━━━ Excerpted passage ━━━

Similarity Search using Vector Embeddings
Introduction
AI/ML based applications have taken the world by storm in recent times. One of the more fundamental aspects of delivering AI/ML-based applications is the ability to search for objects that are similar to each other. If you want to add natural language search or recommendation features to your app, then vectors are something that can help.
So how do you find objects that are similar to each other? The general flow is to convert the object into something mathematical such that a distance or similarity metric can be computed between two items. The smaller the distance, the more similar these items are.
The objects can be converted to their vector representations, known as embeddings. The embedding of an object is a vector of floats of length N [depending on how the embedding is generated]. These embeddings can capture the similarity of the object. Then it becomes a matter of computing a distance metric between two embeddings to find out how similar they are. The most common distance or similarity metric to use is the cosine distance.
Cosine distance
The cosine distance can be calculated between two vectors a and b via 1 - (a dot product b) / (magnitude (a) * magnitude (b))
The range for cosine similarity is between -1 and 1 - where 1 represents perfect similarity and -1 represents perfect dissimilarity. To convert cosine distance to a cosine similarity you can do 1 - cosine distance
Flow
The end-to-end flow looks something like
- Convert the corpus of input data into vector embeddings
- Store corpus input data’s embeddings somewhere such as a vector database
- Take an input query
- Convert input query to its vector embedding
- Query the stored embeddings with the input query’s embeddings to find the ones that are the closest i.e. have the smallest cosine distance
- Convert the embeddings back to objects and return to the user
Embeddings
There are many vector DBs available to use, such as PGVector, PineCone, Weaviate, and Qdrant. They provide the ability to store, index, and query vector embeddings. However, a common theme among all of them is that they do not provide the ability to generate embeddings from input text. That part is left up to the user.

━━━ Entries supplied ━━━

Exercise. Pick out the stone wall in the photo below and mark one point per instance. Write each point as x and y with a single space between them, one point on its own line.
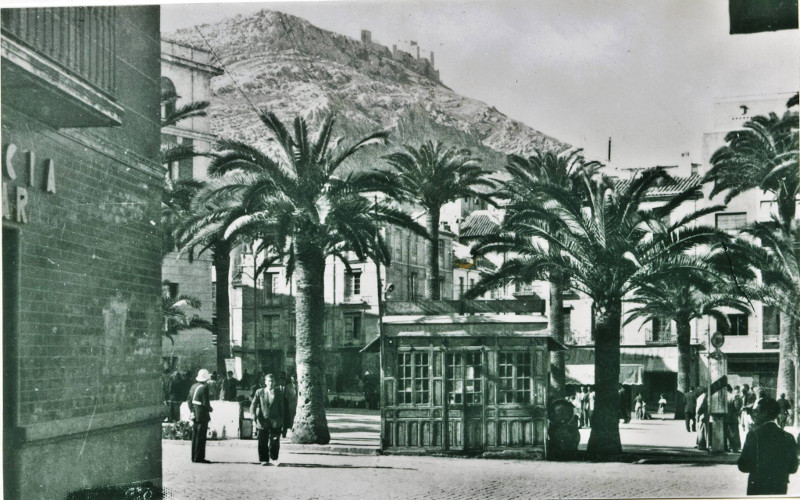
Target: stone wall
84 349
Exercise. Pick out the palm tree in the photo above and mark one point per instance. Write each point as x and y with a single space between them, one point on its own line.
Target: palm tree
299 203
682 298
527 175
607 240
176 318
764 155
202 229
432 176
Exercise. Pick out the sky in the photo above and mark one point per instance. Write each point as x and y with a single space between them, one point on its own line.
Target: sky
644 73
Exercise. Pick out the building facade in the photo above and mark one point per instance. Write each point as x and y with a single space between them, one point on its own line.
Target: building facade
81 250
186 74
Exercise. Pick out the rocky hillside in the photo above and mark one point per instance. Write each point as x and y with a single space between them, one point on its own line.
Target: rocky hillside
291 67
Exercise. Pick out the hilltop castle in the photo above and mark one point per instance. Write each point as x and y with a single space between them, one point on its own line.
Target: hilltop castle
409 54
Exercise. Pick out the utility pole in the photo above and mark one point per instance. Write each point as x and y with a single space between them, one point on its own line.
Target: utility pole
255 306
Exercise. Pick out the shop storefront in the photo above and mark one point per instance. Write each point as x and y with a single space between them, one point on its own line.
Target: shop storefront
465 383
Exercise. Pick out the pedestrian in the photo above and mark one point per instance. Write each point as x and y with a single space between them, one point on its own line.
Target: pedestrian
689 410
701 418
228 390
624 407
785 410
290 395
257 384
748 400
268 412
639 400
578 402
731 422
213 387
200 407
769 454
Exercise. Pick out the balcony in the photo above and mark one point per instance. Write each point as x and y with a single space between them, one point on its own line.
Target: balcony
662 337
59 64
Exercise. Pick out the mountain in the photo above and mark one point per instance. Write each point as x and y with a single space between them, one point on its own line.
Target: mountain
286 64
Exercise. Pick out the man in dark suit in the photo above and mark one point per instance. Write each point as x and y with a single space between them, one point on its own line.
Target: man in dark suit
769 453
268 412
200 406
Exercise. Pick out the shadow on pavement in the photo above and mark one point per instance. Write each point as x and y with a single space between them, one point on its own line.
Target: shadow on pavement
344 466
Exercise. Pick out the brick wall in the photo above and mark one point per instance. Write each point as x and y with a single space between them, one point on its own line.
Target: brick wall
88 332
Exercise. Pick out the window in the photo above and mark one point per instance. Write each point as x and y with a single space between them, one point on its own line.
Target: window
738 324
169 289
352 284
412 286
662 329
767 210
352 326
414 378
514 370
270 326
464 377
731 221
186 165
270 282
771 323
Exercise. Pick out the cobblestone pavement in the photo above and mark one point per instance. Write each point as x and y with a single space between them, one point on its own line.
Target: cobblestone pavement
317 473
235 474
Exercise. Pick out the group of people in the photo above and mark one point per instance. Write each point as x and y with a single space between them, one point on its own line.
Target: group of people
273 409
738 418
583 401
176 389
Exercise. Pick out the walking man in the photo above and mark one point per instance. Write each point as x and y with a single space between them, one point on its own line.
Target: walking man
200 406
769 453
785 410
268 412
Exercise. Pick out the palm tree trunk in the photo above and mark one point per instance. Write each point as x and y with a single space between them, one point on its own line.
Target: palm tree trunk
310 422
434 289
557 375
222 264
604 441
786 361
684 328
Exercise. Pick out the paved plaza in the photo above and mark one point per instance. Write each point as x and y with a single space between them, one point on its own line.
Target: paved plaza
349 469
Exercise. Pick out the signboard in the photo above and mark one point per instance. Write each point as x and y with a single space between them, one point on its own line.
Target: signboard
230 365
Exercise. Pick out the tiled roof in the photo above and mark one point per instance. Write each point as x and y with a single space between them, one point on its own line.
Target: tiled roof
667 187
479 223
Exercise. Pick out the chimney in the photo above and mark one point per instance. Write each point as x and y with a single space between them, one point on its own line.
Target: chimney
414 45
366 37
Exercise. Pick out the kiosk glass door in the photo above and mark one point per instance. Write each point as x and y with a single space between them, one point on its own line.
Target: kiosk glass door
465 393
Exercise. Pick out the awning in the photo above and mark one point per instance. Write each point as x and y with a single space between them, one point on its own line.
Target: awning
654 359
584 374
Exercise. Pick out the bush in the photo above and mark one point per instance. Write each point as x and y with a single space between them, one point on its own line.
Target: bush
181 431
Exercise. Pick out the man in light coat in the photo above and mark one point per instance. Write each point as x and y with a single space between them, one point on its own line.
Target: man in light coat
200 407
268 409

━━━
━━━ Entries supplied ━━━

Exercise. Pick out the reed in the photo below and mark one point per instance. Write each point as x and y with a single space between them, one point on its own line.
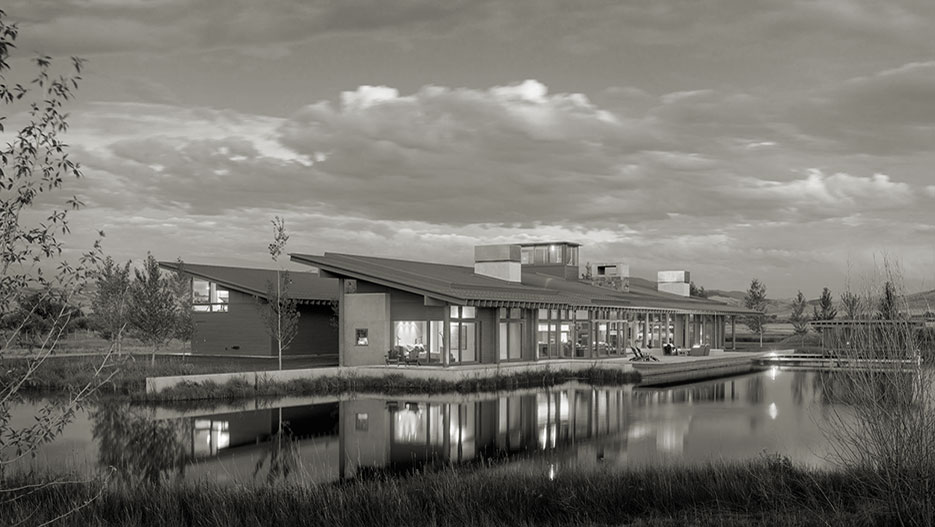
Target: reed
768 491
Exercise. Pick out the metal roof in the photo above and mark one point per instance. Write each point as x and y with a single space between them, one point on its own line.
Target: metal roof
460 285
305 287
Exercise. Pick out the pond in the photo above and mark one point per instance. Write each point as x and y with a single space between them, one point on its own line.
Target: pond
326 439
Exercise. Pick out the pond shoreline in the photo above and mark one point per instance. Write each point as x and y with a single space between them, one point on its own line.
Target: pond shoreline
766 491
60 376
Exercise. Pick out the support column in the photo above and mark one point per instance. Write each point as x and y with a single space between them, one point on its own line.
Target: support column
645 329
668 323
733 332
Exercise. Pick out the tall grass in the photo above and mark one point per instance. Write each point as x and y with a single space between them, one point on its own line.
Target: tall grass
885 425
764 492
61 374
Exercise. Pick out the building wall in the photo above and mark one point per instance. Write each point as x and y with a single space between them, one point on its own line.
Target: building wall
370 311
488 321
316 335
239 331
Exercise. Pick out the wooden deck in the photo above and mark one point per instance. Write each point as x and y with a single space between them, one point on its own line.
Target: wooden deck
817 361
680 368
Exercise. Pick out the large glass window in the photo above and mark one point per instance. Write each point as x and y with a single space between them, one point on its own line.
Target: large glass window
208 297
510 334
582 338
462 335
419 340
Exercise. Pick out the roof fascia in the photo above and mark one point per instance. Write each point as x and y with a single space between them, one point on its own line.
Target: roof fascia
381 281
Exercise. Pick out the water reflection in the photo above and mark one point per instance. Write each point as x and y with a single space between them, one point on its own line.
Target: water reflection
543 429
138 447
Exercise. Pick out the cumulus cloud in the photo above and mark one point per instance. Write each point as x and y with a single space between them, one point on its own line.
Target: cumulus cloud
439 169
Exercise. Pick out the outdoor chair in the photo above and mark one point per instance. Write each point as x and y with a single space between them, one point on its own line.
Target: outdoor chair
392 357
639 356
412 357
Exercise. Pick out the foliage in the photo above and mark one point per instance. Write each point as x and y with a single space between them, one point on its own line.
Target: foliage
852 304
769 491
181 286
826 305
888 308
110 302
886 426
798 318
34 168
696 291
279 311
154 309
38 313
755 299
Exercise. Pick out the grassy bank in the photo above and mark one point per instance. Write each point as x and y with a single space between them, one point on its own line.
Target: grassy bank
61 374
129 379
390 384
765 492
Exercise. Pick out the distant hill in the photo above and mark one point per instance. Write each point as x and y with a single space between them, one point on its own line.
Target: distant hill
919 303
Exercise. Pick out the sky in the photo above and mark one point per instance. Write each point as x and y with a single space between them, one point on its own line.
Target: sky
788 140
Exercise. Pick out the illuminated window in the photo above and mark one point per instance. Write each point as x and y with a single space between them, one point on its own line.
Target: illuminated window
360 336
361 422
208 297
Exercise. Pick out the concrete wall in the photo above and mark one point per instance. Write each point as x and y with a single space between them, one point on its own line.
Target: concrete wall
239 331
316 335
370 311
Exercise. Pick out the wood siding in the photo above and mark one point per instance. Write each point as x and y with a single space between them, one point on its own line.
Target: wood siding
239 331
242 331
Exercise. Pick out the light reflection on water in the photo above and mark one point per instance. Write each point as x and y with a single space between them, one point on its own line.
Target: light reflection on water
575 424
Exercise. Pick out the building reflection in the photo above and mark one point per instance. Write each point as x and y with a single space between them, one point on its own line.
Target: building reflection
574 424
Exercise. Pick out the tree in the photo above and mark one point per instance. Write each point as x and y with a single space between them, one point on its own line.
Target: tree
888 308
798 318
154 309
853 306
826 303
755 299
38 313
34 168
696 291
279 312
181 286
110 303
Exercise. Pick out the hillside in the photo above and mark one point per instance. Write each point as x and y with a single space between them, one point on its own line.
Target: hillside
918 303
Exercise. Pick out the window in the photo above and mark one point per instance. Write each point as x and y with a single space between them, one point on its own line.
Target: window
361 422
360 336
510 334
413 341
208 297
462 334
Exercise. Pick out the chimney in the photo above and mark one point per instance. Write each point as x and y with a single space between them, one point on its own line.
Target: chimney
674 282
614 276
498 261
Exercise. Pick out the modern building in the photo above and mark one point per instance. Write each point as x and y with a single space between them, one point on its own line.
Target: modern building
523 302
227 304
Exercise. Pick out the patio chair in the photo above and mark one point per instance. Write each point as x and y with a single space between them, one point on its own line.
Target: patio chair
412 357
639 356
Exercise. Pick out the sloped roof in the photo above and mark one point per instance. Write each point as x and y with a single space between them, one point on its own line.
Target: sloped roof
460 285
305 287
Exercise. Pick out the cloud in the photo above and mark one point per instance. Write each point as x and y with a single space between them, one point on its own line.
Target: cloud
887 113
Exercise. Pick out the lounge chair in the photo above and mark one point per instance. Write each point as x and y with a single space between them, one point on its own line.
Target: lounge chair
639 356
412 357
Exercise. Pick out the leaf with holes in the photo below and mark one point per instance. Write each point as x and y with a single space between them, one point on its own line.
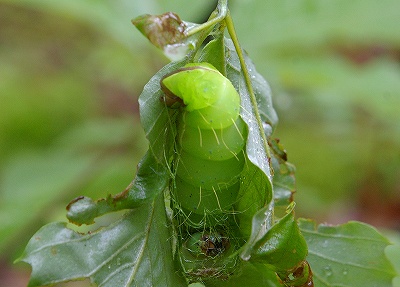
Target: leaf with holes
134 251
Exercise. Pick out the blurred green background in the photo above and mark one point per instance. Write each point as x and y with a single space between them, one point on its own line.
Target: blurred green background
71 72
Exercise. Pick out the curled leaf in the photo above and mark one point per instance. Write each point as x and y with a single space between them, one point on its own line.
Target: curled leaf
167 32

━━━
━━━ Entries supplied ━━━

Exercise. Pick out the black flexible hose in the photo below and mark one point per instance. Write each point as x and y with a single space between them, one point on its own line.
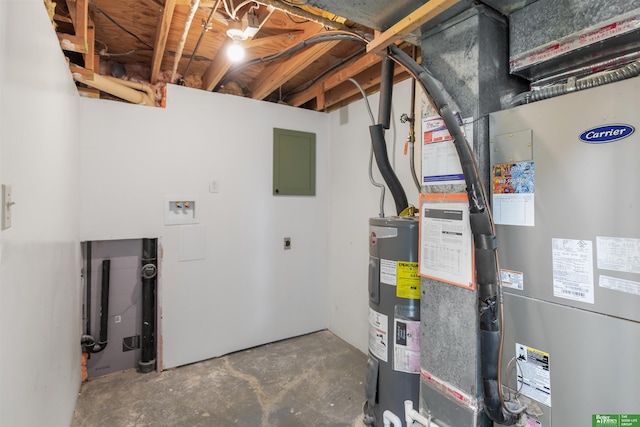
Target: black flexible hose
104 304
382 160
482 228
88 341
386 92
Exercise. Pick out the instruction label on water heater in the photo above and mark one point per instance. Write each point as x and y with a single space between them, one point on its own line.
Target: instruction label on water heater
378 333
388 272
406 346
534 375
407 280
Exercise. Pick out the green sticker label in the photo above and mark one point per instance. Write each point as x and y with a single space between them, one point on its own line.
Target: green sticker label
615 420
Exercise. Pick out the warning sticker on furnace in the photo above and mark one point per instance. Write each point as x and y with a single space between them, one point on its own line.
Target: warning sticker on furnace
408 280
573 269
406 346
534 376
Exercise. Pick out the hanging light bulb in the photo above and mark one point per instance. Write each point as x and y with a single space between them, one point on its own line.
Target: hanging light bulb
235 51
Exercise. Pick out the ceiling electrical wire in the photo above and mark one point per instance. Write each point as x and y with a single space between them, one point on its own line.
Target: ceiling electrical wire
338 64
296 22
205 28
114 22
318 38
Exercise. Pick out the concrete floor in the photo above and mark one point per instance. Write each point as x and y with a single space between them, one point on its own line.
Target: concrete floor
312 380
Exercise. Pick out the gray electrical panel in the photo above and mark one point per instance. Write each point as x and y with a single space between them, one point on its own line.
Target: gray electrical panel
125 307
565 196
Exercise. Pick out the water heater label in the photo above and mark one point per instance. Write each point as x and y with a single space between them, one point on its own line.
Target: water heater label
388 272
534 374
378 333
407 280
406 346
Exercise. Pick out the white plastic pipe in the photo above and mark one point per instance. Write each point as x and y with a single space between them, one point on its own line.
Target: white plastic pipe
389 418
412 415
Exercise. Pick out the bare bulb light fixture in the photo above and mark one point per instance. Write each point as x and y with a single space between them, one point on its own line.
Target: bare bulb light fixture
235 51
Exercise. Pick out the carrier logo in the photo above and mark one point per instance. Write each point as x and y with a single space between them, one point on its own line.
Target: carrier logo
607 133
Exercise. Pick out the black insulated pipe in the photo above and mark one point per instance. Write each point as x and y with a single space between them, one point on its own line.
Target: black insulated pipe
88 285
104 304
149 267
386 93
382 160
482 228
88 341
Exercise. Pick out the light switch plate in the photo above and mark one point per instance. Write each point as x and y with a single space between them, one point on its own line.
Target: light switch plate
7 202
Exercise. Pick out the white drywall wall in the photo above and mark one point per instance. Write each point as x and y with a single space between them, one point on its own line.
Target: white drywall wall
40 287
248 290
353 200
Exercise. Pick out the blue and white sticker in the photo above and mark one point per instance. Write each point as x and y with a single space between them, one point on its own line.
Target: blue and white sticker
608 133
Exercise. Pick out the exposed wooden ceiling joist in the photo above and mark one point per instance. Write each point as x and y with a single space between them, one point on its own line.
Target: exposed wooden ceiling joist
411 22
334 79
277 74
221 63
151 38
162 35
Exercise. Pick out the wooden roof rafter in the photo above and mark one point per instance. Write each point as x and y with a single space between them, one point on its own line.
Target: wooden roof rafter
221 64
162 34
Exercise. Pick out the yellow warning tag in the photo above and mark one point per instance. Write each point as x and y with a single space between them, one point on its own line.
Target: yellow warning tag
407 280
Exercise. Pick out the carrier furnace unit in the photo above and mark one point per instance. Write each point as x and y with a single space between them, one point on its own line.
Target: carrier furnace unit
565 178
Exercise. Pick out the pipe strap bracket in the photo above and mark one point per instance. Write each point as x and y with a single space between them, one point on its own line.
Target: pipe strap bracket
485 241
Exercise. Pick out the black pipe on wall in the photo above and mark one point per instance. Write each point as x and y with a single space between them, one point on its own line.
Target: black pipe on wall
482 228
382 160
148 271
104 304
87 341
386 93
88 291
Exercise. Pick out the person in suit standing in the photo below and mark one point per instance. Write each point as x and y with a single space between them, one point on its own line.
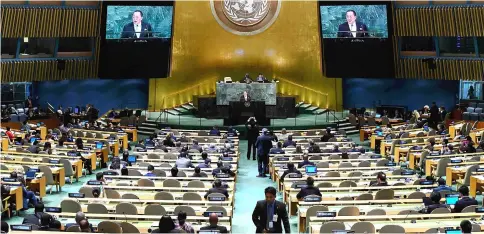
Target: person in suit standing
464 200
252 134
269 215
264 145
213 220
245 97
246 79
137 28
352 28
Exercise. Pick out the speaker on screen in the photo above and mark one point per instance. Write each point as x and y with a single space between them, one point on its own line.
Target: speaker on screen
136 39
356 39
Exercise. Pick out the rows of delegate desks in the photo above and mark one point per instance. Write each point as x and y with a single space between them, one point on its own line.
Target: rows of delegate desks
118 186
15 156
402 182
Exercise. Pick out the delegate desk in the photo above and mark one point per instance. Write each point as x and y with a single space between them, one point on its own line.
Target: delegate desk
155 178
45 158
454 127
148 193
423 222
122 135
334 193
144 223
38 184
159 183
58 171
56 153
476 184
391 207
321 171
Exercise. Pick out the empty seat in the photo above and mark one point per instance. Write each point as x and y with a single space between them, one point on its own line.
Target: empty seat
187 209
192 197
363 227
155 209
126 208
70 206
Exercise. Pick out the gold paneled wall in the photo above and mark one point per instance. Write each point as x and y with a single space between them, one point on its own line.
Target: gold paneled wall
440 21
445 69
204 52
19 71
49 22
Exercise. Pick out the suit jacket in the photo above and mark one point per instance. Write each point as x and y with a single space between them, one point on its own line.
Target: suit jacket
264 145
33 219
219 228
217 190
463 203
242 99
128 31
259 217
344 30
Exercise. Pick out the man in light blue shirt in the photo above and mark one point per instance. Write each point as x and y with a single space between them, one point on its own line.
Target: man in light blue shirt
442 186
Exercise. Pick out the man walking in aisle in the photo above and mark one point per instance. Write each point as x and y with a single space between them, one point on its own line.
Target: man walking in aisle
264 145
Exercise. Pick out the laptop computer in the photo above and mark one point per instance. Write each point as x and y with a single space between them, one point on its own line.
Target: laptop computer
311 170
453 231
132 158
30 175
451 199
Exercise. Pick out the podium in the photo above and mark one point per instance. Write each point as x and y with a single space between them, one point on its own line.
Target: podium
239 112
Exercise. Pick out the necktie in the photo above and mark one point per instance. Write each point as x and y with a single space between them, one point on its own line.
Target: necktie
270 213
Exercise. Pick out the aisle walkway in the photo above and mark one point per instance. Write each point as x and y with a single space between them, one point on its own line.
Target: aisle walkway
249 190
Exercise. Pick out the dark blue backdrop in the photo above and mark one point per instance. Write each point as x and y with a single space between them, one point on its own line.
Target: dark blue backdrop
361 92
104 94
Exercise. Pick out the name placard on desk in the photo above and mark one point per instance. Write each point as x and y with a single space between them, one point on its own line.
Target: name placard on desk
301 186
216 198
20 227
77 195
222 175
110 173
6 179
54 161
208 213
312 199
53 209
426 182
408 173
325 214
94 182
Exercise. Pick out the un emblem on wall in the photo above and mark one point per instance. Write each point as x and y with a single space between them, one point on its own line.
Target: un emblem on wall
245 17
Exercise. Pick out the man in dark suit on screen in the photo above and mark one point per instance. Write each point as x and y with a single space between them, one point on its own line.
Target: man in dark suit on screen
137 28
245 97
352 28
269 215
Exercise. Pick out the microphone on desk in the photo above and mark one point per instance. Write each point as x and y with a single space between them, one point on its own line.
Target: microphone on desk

━━━

**Task requirements**
1. Rewrite the paragraph beginning "The objects can be converted to their vector representations" in the similarity search article as a short bulleted list that keeps its main facts.
2. Translate this sentence from the similarity search article into Spanish: "The general flow is to convert the object into something mathematical such that a distance or similarity metric can be computed between two items."
3. Extend the similarity search article with new writing that starts after its final sentence.

**Expected results**
1.
- Objects can be converted into vector representations called embeddings.
- An embedding is a vector of floats of length N, where N depends on how the embedding is generated.
- Embeddings can capture how similar objects are.
- Similarity is found by computing a distance metric between two embeddings.
- Cosine distance is the most common metric.

2. El flujo general consiste en convertir el objeto en algo matemático de modo que se pueda calcular una métrica de distancia o de similitud entre dos elementos.

3.
In this post, I want to share a service I recently deployed that provides an easy and simple-to-use HTTP API to convert text into embeddings that can then be passed along to your vector database of choice.
The API is provided via RapidAPI at https://rapidapi.com/asadawadia/api/vector-embeddings-generator
It has a single endpoint POST /embeddings/v1
that takes in a JSON body with a key text
that has the input text to generate the embeddings for. A maximum character limit of 2048 is enforced.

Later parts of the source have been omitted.